My son has a 1972 charger that is his first car. We spent the summer restoring it and had it running pretty well by end of summer. Idled well but when you try to stomp on it, it would cut out. Accelerate slow and it would be ok. Car has original 318 with the stock carter 2bbl carb and the carb was leaking a little thru the side linkage which had his Mom and me concerned so we bought a rebuilt 2 bbl carb for it. Hooked up the newly rebuilt carb and no more gas leaks but now the engine is running worse!

With the vacuum hooked up, car would immediately die. I have a timing light and tried advancing and retarding timing and no luck. At best, car would idle rough and die once you put it in gear. So we blocked off vacuum and manually adjusted the timing. We have it at 18 and car will idle nice although it is a bit fast at around 850rpm. The problem is once we get the car out and drive, it bogs badly off idle. Most noticable when going up a hill. If we pump the pedal, we can get it past the bog and car accelerates on up but we really need to get problem solved since the hesitation is dangerous. Any advice? I am not really a carb tuning guy but can do the basic stuff. Should we keep tweaking the manucal timing setting or try to get the vacuum advance working? Any specific things we should try?

Oh, we have already changed fluids, plugs and wires, fuel filter. Trying to avoid just replacing parts but will if we need to. Don't want him to drive it and have an accident because it dies in traffic.

STATED GOAL A — Count the lines in the records that contain the string "tree", treating case as significant. Give only the number.

DATA SECTION —

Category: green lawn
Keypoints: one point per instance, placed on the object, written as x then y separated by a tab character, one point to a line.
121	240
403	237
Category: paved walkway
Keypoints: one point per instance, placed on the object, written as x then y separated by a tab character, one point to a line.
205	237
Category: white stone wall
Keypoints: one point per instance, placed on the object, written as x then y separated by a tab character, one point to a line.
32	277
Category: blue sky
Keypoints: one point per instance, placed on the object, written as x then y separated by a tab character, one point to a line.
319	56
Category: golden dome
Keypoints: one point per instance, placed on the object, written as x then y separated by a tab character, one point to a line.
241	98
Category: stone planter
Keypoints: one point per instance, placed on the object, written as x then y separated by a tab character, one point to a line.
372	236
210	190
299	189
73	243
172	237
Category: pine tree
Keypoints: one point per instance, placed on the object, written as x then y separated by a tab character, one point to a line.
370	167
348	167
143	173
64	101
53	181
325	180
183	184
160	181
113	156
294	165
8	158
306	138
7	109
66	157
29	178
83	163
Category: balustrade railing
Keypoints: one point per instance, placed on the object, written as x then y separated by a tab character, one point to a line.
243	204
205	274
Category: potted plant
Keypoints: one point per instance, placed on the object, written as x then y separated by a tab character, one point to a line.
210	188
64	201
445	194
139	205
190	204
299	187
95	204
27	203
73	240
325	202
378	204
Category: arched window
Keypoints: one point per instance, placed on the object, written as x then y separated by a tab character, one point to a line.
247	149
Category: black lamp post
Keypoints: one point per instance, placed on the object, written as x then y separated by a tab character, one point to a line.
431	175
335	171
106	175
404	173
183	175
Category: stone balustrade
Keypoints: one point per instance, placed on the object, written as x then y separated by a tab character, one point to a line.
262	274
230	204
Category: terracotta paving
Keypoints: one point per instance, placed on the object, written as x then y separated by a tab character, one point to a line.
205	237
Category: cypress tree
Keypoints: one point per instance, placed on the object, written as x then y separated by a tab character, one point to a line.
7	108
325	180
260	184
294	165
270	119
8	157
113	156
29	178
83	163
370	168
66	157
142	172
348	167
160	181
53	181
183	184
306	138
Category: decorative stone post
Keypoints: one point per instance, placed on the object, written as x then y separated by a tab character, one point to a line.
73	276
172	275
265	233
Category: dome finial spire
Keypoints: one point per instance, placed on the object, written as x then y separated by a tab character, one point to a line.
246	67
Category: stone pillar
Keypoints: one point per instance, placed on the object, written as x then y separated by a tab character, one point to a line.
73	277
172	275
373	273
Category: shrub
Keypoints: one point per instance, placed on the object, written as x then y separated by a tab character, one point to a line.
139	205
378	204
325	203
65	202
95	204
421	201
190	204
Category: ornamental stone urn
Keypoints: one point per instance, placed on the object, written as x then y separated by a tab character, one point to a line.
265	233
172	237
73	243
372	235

STATED GOAL B — Pick up the post about the 1972 Charger's carburetor trouble right after its last sentence and keep writing it.

TASK ANSWER A — 2

TASK ANSWER B —
440charger68

okay i had the same problem with my 68 when i had the old two barrel, it was a number of problems for me though, first it was my fuel pump, it sat too long and could barely function and was not supplying enough gas to the carb. u can have a vacuum leak, i had a split in my gasket where the carb meets the manifold, and u can test the by spraying starter fluid around the carb while running and if its a vacuum leak the motor will speed up. i dont recomend doing it though after running the car too long and its hot. if u didnt clean at your gas tank there could be water in there and dirt and it will clog your jets
life's a garden, dig it.

oldrock

thanks for the reply. we did change the gasket when we put the rebuilt carb in there. I will check for leaks though as new gasket doesn't necessarily mean no leaks on old cars with rebuilt parts. If it is leaking, the question would be how to fix? I know gasket sealer is the cheap and not so good fix but would it be ok?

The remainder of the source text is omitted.